== EXCERPTED TEXT ==
- - -
It's not so much that it requires smarts. It's that is requires you to be ever-vigilant and to never make any mistakes. (That's why UB and bounds overflows are so devastating to software security. Almost any slip-up by the developers can be exploited.)
Incidentally, the ever-vigilant bit is also why we really want compilers to be doing the bounds-checking (or proving that it isn't necessary). Compilers are really good at being ever-vigilant. Humans (no matter how smart)... not so much.
> That said, array bounds checking is responsible for so many problems, it seems worth it to raise the minimum for a language.
Amen to that! If I could just add one feature to C - at least as an option - it would be array bounds checks.
I have no trouble with manual memory management - a garbage collector is nice to have, but I have not had many problems with memory leaks or dangling pointers. And the ones I had were relatively easy to locate and fix.
But array bounds violations are so easy to commit and so nasty to track down... When I still wrote C code for a living, I would have gladly sacrificed quite a bit of performance to get bounds checks on all array accesses, at least for testing and debugging...
Well. I'll gladly admit that the C code I have written was way less complex than a web browser. When I still wrote C code for a living, I worked on an application suite that was ~250k lines of code, maybe ~300k, in total, whereas e.g. Firefox is a couple of million lines. I assume other mainstream browsers are similarly big.
Plus, what a browser does is, by nature, a lot more complicated than what I worked on.
EDIT: What I am trying to say is: I do not mean to trivialize use-after-free bugs, but in my personal experience, I did not run into many, while I witnessed (and caused, I am afraid) a bunch of array bounds violations, and they sometimes made me want to cry.
- - -
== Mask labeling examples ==
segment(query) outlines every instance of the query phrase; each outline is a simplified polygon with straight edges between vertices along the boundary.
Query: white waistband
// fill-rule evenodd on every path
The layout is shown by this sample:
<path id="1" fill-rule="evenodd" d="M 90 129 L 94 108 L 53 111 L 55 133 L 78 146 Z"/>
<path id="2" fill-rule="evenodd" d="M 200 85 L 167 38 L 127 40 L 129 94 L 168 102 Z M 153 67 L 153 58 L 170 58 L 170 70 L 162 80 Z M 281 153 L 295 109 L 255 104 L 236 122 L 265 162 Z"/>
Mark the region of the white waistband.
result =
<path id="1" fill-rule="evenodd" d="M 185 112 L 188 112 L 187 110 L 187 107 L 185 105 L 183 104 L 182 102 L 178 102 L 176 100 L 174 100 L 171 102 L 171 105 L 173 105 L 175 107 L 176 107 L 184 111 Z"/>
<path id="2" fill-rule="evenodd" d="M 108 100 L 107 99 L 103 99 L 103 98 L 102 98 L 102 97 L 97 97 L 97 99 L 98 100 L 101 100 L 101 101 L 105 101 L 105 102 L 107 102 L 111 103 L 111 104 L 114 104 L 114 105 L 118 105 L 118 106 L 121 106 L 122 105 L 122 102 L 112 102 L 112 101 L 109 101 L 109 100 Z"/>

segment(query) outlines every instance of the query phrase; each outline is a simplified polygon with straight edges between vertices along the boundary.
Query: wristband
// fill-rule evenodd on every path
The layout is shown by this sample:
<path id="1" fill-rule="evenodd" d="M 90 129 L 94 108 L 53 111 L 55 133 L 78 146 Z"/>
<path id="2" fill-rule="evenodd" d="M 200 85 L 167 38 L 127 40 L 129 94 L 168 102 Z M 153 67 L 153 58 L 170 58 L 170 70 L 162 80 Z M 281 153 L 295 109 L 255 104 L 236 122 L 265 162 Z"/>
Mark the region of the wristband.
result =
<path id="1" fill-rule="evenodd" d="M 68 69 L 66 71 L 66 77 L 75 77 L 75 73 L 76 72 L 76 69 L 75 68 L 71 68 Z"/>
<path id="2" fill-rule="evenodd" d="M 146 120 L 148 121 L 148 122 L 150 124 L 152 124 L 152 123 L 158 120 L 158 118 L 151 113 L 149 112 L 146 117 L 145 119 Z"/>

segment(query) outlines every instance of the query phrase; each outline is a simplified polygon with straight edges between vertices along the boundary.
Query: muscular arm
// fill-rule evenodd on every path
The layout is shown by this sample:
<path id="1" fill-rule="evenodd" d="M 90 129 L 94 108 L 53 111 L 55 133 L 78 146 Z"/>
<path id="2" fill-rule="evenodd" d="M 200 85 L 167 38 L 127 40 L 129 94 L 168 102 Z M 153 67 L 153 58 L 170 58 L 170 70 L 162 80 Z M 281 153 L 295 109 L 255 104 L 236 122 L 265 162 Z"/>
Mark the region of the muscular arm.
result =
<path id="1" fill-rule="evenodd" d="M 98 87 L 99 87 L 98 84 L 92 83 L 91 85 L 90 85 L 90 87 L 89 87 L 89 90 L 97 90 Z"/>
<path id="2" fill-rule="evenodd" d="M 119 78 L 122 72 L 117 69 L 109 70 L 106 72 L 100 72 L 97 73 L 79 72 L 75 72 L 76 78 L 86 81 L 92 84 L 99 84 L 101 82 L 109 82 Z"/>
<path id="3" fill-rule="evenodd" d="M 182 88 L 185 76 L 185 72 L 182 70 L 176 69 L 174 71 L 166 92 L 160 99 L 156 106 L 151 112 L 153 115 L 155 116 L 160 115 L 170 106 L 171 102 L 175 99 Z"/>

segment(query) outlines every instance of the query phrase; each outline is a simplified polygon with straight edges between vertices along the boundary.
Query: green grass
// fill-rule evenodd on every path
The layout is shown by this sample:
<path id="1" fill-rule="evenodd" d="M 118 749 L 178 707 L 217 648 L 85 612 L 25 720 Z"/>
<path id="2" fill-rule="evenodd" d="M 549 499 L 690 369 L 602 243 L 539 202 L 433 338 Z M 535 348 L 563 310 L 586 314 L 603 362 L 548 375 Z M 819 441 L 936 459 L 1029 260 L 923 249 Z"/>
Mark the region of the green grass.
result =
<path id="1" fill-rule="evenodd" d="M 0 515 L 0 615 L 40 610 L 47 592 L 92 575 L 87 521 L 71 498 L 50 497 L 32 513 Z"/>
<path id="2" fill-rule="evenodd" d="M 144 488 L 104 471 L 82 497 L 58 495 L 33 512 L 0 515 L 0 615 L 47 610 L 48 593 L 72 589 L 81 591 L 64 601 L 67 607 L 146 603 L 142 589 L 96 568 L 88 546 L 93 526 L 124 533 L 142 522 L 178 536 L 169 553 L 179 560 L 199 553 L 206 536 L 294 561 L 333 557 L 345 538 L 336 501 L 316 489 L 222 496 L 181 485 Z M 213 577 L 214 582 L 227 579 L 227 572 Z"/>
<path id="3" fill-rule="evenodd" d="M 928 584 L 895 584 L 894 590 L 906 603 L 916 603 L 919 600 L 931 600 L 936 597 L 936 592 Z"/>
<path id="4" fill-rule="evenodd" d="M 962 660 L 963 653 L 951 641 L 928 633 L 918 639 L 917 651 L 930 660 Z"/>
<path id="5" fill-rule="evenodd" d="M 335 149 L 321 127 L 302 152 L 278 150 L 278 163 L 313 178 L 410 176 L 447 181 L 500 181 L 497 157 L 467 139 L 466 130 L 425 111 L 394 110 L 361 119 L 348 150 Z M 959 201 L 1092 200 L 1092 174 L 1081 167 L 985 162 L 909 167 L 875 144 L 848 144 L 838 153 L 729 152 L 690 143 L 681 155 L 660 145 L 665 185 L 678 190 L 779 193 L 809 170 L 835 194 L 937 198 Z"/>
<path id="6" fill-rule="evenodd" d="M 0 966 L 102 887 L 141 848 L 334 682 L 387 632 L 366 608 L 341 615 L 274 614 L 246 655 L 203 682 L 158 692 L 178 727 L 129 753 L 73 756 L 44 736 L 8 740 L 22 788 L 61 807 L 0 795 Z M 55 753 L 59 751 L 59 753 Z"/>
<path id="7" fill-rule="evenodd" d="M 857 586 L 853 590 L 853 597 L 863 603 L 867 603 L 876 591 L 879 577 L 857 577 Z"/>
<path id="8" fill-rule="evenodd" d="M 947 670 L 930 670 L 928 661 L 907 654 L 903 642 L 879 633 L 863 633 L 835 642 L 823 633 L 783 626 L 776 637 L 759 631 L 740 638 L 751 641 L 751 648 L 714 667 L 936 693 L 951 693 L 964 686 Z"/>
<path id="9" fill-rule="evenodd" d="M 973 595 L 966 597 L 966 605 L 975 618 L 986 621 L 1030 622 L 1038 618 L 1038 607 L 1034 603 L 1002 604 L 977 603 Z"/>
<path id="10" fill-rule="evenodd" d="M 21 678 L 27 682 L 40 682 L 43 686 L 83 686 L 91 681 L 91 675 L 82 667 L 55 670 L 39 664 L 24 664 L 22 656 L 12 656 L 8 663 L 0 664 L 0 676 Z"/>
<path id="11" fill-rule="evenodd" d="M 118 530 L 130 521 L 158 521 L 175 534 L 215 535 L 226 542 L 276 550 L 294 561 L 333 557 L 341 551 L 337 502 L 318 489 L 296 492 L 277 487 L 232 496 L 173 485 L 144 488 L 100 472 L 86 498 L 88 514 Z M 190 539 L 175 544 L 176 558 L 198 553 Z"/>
- - -
== WORK TO DO ==
(1) In the bounds-checking thread, substitute "always alert" for every "ever-vigilant" in the part between "It's not so" and "for a language.", inclusive, and give that part back.
(2) List every line of the entries that holds the string "green", matching case exactly.

== FULL SOLUTIONS ==
(1)
It's not so much that it requires smarts. It's that is requires you to be always alert and to never make any mistakes. (That's why UB and bounds overflows are so devastating to software security. Almost any slip-up by the developers can be exploited.)
Incidentally, the always alert bit is also why we really want compilers to be doing the bounds-checking (or proving that it isn't necessary). Compilers are really good at being always alert. Humans (no matter how smart)... not so much.
> That said, array bounds checking is responsible for so many problems, it seems worth it to raise the minimum for a language.

(2)
Query: green grass
Mark the region of the green grass.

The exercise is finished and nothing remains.